_Problem_
Please go through the records below and keep only the lines that contain the string "hand", copying each one in full. Case counts.

|---|

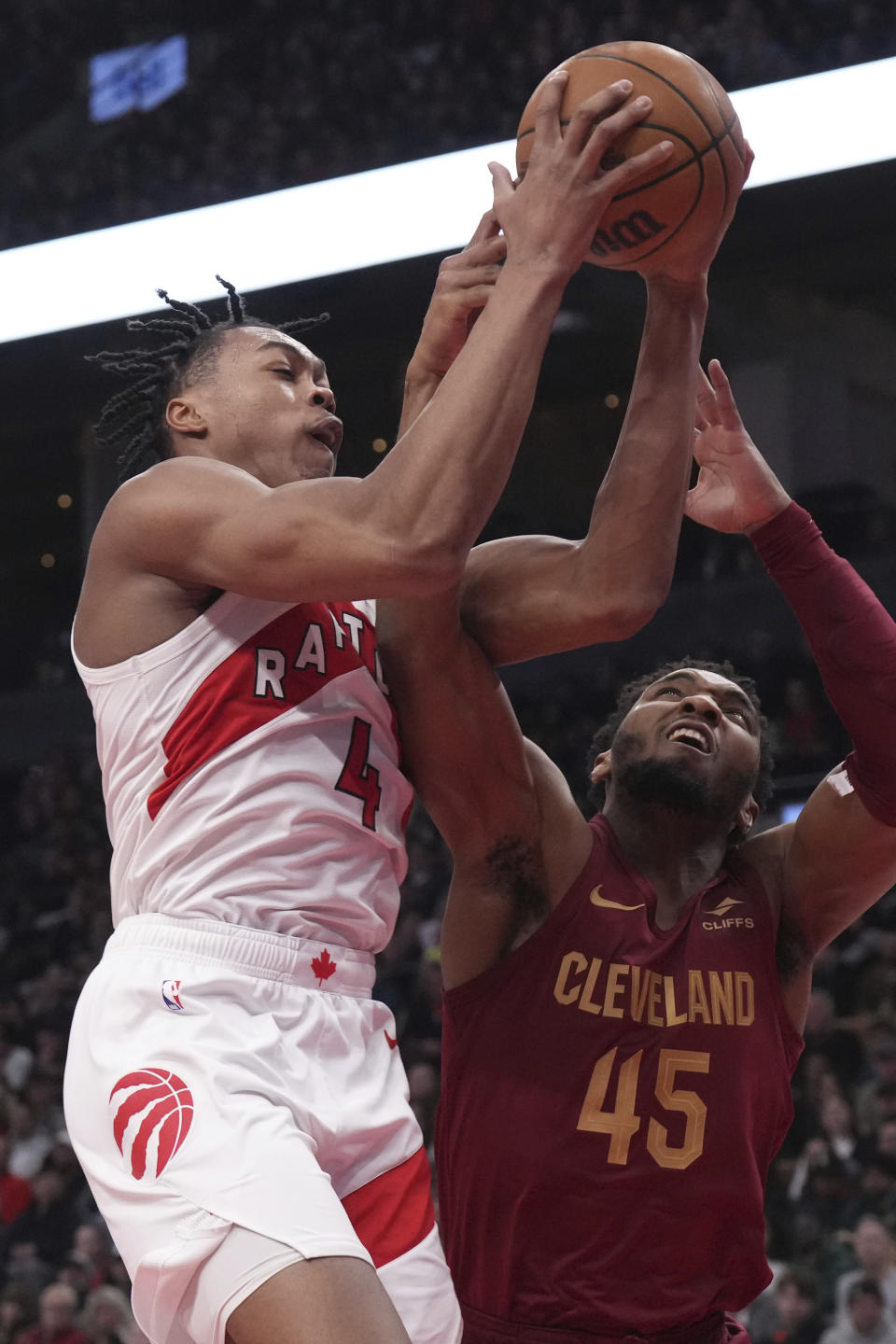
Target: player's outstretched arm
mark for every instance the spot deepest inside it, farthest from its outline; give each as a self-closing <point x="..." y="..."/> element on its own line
<point x="462" y="287"/>
<point x="410" y="525"/>
<point x="840" y="855"/>
<point x="516" y="836"/>
<point x="525" y="597"/>
<point x="528" y="595"/>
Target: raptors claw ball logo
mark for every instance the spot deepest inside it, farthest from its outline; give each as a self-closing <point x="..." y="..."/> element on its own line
<point x="153" y="1111"/>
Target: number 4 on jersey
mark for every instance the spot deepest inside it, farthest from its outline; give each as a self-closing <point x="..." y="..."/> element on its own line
<point x="359" y="777"/>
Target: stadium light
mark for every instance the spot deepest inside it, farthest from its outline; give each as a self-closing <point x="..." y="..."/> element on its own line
<point x="840" y="119"/>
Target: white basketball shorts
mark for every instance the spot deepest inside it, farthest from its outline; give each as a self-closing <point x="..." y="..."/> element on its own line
<point x="223" y="1082"/>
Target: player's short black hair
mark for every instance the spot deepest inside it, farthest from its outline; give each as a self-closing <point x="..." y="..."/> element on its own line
<point x="132" y="422"/>
<point x="630" y="693"/>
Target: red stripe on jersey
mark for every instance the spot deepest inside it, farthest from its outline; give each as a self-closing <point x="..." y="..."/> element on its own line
<point x="394" y="1212"/>
<point x="226" y="707"/>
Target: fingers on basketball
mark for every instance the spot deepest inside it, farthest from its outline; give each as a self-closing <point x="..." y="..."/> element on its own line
<point x="687" y="202"/>
<point x="595" y="112"/>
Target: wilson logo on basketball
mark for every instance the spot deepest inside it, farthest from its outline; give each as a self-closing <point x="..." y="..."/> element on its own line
<point x="627" y="232"/>
<point x="153" y="1111"/>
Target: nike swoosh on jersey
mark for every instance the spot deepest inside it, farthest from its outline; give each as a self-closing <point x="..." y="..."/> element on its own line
<point x="728" y="903"/>
<point x="596" y="900"/>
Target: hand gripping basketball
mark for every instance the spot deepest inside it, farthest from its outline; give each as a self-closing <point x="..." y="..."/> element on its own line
<point x="551" y="217"/>
<point x="672" y="220"/>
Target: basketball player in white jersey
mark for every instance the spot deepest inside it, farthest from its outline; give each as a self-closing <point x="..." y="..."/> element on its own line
<point x="232" y="1092"/>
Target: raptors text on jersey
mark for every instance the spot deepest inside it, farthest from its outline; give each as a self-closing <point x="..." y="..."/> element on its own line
<point x="251" y="773"/>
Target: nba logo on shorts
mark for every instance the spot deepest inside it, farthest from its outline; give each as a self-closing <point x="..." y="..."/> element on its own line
<point x="171" y="995"/>
<point x="152" y="1113"/>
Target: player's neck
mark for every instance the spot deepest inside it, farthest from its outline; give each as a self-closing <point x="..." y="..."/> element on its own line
<point x="678" y="854"/>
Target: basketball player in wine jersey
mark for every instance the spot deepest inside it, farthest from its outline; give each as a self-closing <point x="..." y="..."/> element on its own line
<point x="232" y="1092"/>
<point x="624" y="996"/>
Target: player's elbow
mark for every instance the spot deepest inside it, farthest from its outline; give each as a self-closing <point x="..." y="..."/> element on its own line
<point x="428" y="564"/>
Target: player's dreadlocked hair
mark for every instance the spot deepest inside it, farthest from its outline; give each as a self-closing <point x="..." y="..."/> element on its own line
<point x="132" y="422"/>
<point x="630" y="693"/>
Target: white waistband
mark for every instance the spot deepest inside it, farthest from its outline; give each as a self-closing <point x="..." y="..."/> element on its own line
<point x="272" y="956"/>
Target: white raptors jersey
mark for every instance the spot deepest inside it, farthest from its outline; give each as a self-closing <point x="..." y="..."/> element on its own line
<point x="251" y="773"/>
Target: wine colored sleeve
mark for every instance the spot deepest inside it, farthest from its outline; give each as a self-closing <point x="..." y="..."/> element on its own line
<point x="853" y="641"/>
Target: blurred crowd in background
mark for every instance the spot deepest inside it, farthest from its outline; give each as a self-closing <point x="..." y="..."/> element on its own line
<point x="278" y="95"/>
<point x="832" y="1197"/>
<point x="274" y="98"/>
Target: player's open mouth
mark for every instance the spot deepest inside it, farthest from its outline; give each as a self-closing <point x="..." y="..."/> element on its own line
<point x="329" y="433"/>
<point x="693" y="735"/>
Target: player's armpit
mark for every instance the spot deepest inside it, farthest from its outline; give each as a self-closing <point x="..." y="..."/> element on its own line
<point x="838" y="861"/>
<point x="467" y="756"/>
<point x="205" y="523"/>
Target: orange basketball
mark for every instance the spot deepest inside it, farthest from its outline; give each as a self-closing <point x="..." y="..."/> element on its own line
<point x="661" y="219"/>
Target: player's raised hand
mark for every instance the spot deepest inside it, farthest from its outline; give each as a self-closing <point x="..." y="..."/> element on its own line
<point x="736" y="491"/>
<point x="461" y="292"/>
<point x="551" y="217"/>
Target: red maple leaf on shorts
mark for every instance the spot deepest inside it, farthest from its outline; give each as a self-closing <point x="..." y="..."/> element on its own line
<point x="323" y="967"/>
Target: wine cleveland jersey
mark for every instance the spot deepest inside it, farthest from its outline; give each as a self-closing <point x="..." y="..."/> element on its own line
<point x="251" y="773"/>
<point x="613" y="1097"/>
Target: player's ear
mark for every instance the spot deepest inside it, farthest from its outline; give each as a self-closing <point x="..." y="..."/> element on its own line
<point x="184" y="417"/>
<point x="602" y="767"/>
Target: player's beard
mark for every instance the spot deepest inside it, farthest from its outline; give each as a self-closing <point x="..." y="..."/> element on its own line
<point x="669" y="784"/>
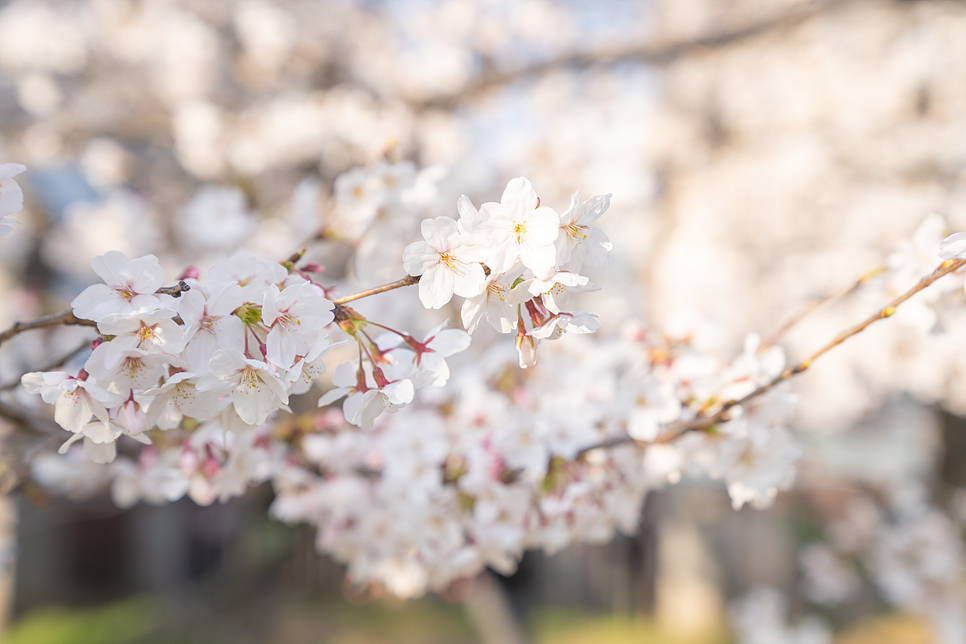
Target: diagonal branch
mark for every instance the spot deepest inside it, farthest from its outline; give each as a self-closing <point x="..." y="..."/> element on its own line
<point x="648" y="53"/>
<point x="67" y="317"/>
<point x="674" y="430"/>
<point x="409" y="280"/>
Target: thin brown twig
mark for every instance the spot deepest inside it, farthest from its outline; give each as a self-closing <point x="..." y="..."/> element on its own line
<point x="817" y="304"/>
<point x="67" y="317"/>
<point x="53" y="364"/>
<point x="674" y="430"/>
<point x="647" y="53"/>
<point x="409" y="280"/>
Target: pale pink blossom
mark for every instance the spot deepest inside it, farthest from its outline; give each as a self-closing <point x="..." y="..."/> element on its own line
<point x="128" y="288"/>
<point x="448" y="261"/>
<point x="255" y="389"/>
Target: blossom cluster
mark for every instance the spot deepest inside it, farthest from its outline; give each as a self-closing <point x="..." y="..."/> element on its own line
<point x="510" y="257"/>
<point x="413" y="492"/>
<point x="497" y="462"/>
<point x="233" y="347"/>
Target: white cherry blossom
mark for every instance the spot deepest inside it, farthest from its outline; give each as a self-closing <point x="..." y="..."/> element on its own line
<point x="295" y="316"/>
<point x="75" y="400"/>
<point x="152" y="332"/>
<point x="253" y="274"/>
<point x="498" y="302"/>
<point x="255" y="389"/>
<point x="579" y="243"/>
<point x="176" y="398"/>
<point x="209" y="324"/>
<point x="521" y="229"/>
<point x="448" y="261"/>
<point x="128" y="288"/>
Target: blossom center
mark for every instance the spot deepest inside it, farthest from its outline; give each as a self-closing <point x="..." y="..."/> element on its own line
<point x="448" y="260"/>
<point x="145" y="334"/>
<point x="578" y="233"/>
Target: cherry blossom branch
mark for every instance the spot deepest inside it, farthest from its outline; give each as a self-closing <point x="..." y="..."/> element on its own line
<point x="674" y="430"/>
<point x="67" y="317"/>
<point x="817" y="304"/>
<point x="650" y="53"/>
<point x="50" y="366"/>
<point x="409" y="280"/>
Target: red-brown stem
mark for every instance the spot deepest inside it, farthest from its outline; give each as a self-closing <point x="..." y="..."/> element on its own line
<point x="674" y="430"/>
<point x="409" y="280"/>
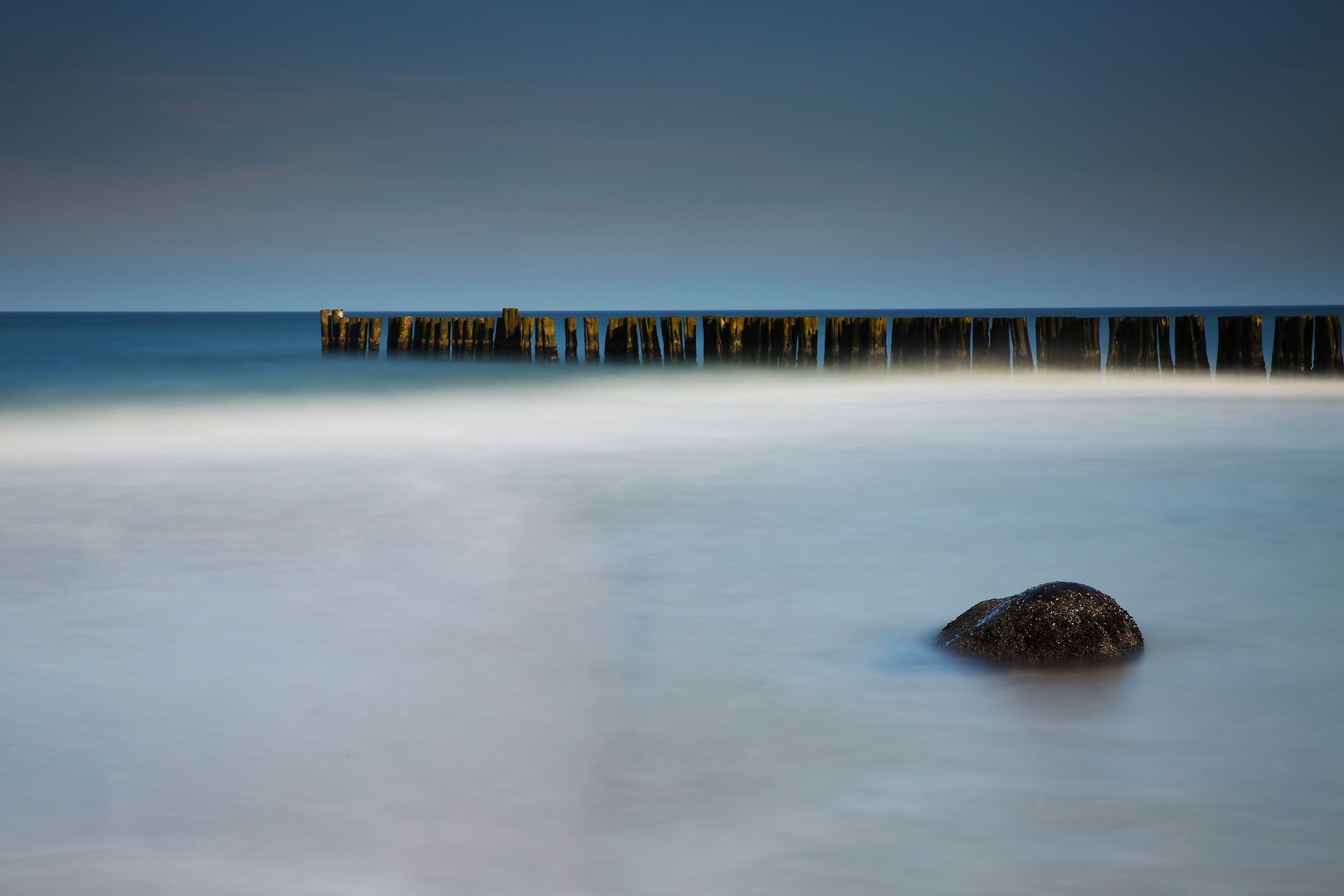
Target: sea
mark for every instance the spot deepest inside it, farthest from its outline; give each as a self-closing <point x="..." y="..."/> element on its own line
<point x="275" y="624"/>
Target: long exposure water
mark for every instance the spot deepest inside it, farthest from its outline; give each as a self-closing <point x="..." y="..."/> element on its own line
<point x="273" y="625"/>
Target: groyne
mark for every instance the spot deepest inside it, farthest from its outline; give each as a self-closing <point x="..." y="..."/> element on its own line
<point x="1155" y="344"/>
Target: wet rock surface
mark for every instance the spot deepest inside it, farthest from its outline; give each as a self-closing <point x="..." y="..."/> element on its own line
<point x="1053" y="624"/>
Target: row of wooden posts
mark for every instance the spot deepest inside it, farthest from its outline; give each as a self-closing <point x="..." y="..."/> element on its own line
<point x="917" y="344"/>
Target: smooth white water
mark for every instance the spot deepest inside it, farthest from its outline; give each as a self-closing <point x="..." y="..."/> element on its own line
<point x="667" y="635"/>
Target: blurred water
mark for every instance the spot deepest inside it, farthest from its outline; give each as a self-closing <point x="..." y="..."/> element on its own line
<point x="665" y="635"/>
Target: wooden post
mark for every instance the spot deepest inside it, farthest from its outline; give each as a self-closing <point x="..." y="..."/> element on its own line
<point x="830" y="351"/>
<point x="871" y="343"/>
<point x="546" y="349"/>
<point x="953" y="344"/>
<point x="1327" y="360"/>
<point x="1164" y="345"/>
<point x="340" y="332"/>
<point x="672" y="344"/>
<point x="336" y="336"/>
<point x="609" y="349"/>
<point x="526" y="332"/>
<point x="1241" y="347"/>
<point x="808" y="343"/>
<point x="622" y="340"/>
<point x="572" y="340"/>
<point x="1292" y="347"/>
<point x="466" y="325"/>
<point x="789" y="328"/>
<point x="735" y="331"/>
<point x="1089" y="344"/>
<point x="592" y="345"/>
<point x="650" y="349"/>
<point x="1191" y="347"/>
<point x="1133" y="345"/>
<point x="1022" y="356"/>
<point x="752" y="340"/>
<point x="485" y="329"/>
<point x="908" y="344"/>
<point x="399" y="336"/>
<point x="713" y="338"/>
<point x="1069" y="343"/>
<point x="997" y="356"/>
<point x="375" y="336"/>
<point x="507" y="334"/>
<point x="980" y="344"/>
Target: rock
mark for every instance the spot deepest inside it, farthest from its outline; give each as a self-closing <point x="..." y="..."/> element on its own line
<point x="1058" y="622"/>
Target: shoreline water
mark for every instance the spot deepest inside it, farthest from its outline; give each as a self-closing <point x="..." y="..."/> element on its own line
<point x="652" y="635"/>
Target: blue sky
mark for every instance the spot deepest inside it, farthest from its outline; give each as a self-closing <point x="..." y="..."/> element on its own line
<point x="620" y="156"/>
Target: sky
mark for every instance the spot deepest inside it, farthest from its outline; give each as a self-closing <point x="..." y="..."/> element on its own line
<point x="444" y="156"/>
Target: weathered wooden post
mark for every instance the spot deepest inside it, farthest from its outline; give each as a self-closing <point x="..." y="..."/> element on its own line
<point x="789" y="328"/>
<point x="650" y="349"/>
<point x="808" y="343"/>
<point x="466" y="327"/>
<point x="1089" y="344"/>
<point x="1022" y="355"/>
<point x="592" y="351"/>
<point x="1292" y="347"/>
<point x="509" y="334"/>
<point x="1191" y="347"/>
<point x="1327" y="360"/>
<point x="1068" y="343"/>
<point x="1164" y="345"/>
<point x="340" y="332"/>
<point x="399" y="336"/>
<point x="672" y="348"/>
<point x="609" y="348"/>
<point x="375" y="336"/>
<point x="546" y="349"/>
<point x="908" y="344"/>
<point x="737" y="327"/>
<point x="1050" y="343"/>
<point x="526" y="332"/>
<point x="997" y="355"/>
<point x="1133" y="344"/>
<point x="979" y="344"/>
<point x="622" y="340"/>
<point x="1241" y="348"/>
<point x="874" y="338"/>
<point x="714" y="338"/>
<point x="955" y="344"/>
<point x="572" y="340"/>
<point x="752" y="340"/>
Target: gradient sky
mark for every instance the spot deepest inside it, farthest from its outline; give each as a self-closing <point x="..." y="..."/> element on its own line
<point x="621" y="156"/>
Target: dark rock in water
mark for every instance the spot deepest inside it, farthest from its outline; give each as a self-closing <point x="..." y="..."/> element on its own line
<point x="1058" y="622"/>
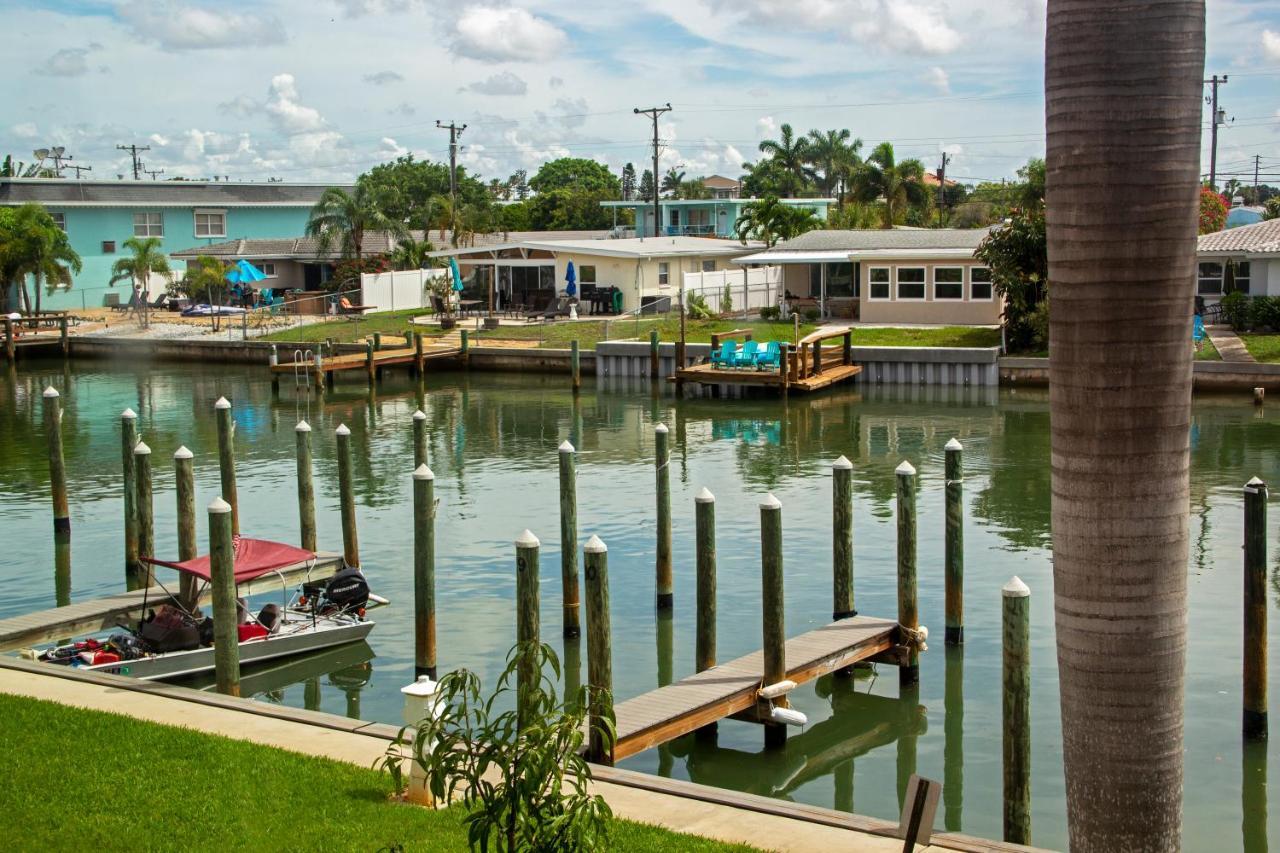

|---|

_Finished task_
Target: hand gripping basketball
Target: player's raised hand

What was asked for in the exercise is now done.